* [Given records]:
☆ ☆ ☆

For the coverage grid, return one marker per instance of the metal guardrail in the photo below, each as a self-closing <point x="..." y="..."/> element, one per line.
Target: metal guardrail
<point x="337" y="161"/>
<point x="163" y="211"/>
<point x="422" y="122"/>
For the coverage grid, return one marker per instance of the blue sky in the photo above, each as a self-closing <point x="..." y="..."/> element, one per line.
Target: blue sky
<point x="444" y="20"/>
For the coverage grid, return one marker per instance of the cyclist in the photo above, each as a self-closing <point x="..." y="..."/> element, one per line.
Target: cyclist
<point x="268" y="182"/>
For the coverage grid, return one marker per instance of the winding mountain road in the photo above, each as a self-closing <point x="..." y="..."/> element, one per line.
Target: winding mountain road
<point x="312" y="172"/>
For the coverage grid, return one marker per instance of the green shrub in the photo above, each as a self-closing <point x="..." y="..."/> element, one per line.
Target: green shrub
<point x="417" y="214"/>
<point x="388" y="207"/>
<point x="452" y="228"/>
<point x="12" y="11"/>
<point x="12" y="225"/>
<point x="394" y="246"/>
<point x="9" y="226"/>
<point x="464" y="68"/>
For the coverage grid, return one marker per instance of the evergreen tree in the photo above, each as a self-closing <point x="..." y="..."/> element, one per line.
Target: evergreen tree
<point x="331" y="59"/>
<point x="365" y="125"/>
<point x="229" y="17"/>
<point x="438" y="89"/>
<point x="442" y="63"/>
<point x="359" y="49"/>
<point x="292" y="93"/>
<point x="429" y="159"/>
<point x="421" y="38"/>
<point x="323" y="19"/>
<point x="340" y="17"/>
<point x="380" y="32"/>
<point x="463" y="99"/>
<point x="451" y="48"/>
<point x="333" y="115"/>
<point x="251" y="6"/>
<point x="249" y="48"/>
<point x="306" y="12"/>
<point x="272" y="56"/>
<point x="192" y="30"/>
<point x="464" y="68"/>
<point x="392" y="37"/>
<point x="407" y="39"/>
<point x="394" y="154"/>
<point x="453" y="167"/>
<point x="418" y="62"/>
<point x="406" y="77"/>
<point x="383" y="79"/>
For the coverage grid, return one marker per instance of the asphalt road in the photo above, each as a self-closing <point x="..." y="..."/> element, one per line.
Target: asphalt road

☆ ☆ ☆

* [Problem statement]: All lines of the data above must be repeated exactly.

* [Expected answer]:
For the coverage grid, return one marker per instance of the metal guardrail in the photo below, each as a self-closing <point x="..." y="..."/> element, one per line.
Target: metal guardrail
<point x="337" y="161"/>
<point x="163" y="211"/>
<point x="422" y="122"/>
For the coverage grid, return one marker per instance of the blue sky in the photo above, each as a self-closing <point x="..." y="..."/> element, one per line.
Target: blue sky
<point x="444" y="20"/>
For the coverage grid, return one marker per instance of the cyclist in the photo above, each as a self-closing <point x="..." y="..."/> element, one per line.
Target: cyclist
<point x="268" y="182"/>
For the coverage grid, return one marker per instance of the winding mountain road in the photo above, each as a self-closing <point x="..." y="..."/> element, one per line.
Target: winding mountain road
<point x="312" y="172"/>
For the coverage grid, return one marker per instance of the green shrub in the photo above, each as a self-closing <point x="..." y="..."/> element, one per line.
Target: green shrub
<point x="417" y="214"/>
<point x="388" y="207"/>
<point x="452" y="228"/>
<point x="12" y="11"/>
<point x="12" y="225"/>
<point x="394" y="246"/>
<point x="9" y="226"/>
<point x="464" y="68"/>
For the coverage grid, return one marker per instance of the evergreen tree in the photo above, each as a self-closing <point x="..." y="..."/> element, one per line.
Target: evergreen tree
<point x="331" y="59"/>
<point x="365" y="125"/>
<point x="229" y="17"/>
<point x="438" y="89"/>
<point x="442" y="63"/>
<point x="359" y="49"/>
<point x="292" y="93"/>
<point x="429" y="159"/>
<point x="421" y="38"/>
<point x="323" y="19"/>
<point x="340" y="17"/>
<point x="380" y="32"/>
<point x="463" y="99"/>
<point x="451" y="48"/>
<point x="333" y="115"/>
<point x="251" y="6"/>
<point x="249" y="48"/>
<point x="306" y="12"/>
<point x="272" y="56"/>
<point x="192" y="30"/>
<point x="464" y="68"/>
<point x="392" y="37"/>
<point x="407" y="39"/>
<point x="394" y="154"/>
<point x="453" y="167"/>
<point x="418" y="62"/>
<point x="406" y="77"/>
<point x="383" y="79"/>
For the coverage grid, return one marker per instance of the asphalt road in the photo above, each as a self-closing <point x="..." y="..."/> element, one per line.
Target: asphalt road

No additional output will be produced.